>>>>
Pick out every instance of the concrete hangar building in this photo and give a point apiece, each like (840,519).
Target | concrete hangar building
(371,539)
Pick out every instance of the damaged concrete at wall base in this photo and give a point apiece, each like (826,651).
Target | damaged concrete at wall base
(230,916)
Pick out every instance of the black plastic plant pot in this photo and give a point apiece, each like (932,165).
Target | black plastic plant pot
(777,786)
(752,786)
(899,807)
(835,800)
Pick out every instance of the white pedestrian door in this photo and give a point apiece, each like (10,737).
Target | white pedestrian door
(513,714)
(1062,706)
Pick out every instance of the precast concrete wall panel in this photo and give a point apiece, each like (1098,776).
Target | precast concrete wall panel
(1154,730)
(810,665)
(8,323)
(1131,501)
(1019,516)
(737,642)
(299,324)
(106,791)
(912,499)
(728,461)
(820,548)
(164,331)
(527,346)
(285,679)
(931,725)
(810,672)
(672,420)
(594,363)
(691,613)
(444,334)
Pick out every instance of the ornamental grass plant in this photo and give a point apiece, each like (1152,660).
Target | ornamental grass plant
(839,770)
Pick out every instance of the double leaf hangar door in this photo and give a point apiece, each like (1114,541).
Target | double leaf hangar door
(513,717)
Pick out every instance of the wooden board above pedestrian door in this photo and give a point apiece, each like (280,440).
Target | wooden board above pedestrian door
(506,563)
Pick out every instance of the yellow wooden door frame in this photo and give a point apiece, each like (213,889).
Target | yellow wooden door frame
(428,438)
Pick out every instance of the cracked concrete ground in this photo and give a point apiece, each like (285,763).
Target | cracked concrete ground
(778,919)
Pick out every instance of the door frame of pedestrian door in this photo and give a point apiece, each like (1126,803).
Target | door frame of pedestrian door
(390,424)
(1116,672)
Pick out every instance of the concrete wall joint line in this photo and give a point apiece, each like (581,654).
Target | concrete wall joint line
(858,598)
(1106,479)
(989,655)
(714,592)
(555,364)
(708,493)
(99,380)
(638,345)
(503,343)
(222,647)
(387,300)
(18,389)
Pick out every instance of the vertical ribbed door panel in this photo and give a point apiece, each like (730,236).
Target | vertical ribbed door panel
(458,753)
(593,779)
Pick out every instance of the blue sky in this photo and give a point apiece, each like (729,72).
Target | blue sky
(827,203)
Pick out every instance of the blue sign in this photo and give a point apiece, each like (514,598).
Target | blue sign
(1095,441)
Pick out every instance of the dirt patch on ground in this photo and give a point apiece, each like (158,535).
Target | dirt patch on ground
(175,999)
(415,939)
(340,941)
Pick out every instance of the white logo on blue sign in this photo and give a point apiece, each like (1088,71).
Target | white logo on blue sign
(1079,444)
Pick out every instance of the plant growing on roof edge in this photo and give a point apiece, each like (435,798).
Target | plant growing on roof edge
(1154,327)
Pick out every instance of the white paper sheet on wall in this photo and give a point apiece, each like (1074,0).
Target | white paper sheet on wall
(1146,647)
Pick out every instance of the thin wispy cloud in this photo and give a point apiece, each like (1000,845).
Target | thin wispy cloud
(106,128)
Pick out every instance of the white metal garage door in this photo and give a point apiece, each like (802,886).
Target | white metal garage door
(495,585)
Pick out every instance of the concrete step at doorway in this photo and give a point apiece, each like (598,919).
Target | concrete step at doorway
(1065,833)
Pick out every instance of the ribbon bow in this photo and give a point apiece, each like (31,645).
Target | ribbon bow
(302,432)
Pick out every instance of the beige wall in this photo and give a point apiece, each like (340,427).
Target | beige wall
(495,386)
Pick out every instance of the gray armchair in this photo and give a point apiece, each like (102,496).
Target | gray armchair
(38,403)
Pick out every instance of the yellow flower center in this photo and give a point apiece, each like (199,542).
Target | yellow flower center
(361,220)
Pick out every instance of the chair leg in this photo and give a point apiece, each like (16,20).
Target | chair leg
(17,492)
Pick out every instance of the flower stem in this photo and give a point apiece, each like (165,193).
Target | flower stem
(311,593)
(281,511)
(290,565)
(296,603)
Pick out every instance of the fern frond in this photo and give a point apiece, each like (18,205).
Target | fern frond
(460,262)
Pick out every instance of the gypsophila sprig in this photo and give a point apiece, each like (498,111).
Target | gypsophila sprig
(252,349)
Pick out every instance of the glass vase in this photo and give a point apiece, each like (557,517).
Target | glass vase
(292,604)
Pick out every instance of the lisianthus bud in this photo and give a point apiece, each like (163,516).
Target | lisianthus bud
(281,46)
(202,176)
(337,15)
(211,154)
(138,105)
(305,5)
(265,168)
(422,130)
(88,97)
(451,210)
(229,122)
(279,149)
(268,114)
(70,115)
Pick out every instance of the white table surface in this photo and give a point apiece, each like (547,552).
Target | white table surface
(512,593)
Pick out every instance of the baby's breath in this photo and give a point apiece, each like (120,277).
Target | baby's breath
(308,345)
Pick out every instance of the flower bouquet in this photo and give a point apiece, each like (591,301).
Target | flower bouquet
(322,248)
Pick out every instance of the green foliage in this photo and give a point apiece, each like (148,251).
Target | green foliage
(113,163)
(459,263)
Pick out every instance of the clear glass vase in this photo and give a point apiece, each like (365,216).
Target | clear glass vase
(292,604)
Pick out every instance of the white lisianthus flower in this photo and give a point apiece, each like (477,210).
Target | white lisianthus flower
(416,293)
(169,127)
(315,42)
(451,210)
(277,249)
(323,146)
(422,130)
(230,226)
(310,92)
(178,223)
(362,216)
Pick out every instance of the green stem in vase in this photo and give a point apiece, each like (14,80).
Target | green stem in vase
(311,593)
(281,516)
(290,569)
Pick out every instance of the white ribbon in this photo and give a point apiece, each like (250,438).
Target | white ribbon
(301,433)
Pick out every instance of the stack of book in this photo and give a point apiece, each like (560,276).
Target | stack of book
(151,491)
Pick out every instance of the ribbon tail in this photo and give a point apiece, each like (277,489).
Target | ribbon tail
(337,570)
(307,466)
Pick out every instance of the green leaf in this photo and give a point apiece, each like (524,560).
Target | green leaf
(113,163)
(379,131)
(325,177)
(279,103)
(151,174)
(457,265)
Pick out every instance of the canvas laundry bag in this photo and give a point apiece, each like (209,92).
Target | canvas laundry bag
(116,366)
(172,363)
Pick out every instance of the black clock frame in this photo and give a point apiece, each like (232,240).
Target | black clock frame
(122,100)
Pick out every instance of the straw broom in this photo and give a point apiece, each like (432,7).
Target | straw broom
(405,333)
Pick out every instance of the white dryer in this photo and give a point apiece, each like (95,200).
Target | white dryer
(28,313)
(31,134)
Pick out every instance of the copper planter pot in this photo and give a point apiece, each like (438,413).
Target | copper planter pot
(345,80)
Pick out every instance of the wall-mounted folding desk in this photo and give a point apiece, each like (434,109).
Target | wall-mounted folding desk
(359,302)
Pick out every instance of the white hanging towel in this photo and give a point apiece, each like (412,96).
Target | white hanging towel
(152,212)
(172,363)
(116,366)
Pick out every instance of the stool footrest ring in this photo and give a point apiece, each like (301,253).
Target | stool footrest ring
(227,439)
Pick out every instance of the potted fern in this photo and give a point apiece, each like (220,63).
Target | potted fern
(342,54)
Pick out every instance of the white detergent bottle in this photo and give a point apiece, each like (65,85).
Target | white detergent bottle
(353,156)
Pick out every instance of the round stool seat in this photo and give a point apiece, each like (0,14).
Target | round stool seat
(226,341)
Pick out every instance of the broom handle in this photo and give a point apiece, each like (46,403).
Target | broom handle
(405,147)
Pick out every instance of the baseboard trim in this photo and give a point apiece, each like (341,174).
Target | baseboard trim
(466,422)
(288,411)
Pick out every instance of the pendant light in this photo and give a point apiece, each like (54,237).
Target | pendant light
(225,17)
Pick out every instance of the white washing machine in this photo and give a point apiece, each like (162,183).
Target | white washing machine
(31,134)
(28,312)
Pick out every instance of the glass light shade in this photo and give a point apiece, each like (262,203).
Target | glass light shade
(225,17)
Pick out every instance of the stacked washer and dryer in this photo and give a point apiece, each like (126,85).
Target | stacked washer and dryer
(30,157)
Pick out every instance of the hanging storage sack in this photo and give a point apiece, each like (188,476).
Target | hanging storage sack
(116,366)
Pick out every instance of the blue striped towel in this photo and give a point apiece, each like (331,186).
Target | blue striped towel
<<<<
▶ [TASK TO COMPLETE] Whenever a line in the records above contains the string "striped", copy that line.

▶ [REPLY]
Pick out every instance of the blue striped towel in this photo and give a point apiece, each like (331,186).
Target | blue striped towel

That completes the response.